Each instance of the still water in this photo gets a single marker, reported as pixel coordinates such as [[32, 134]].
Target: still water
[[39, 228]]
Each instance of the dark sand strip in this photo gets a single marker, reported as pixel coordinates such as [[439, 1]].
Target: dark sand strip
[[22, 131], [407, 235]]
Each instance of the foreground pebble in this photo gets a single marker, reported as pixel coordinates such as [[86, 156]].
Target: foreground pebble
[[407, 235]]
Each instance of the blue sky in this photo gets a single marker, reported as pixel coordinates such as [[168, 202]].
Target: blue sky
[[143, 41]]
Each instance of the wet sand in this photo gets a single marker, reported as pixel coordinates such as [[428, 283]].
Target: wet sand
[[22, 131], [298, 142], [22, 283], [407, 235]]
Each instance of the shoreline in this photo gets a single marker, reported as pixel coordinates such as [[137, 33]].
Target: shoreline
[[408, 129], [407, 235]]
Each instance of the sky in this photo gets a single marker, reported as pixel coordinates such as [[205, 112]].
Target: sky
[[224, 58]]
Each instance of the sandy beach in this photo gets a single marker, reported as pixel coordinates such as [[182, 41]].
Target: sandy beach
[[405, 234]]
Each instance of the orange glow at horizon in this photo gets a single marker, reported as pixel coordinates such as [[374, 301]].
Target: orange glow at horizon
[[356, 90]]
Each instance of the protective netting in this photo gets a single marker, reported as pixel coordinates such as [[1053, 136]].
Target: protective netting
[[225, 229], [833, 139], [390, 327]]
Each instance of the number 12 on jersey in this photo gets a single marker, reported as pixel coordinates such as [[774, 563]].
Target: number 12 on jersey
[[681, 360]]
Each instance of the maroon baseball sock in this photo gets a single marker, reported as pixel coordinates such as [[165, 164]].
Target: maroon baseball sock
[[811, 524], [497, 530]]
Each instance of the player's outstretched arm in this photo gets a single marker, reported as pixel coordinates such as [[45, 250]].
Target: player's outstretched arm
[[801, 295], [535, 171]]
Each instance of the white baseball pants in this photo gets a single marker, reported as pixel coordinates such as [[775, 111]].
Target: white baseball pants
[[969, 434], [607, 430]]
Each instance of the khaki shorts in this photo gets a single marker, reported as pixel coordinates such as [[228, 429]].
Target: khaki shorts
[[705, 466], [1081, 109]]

Task requirements: Rewrite the material from the line with "Each instance of the sky" through the line with "[[405, 234]]", both included, and give only those lines, with the requests left unchanged. Multiply each coordinate in the answers, but not the sample coordinates in the requests, by 1.15 and round to whole numbers, with halves rounded up.

In response:
Each instance of the sky in this photo gets a single marker, reported as pixel coordinates such as [[205, 112]].
Target: sky
[[258, 67]]
Each instance of the sandy beach in this photo gets a single marker, reported as pixel coordinates such as [[182, 41]].
Target: sandy beach
[[466, 269]]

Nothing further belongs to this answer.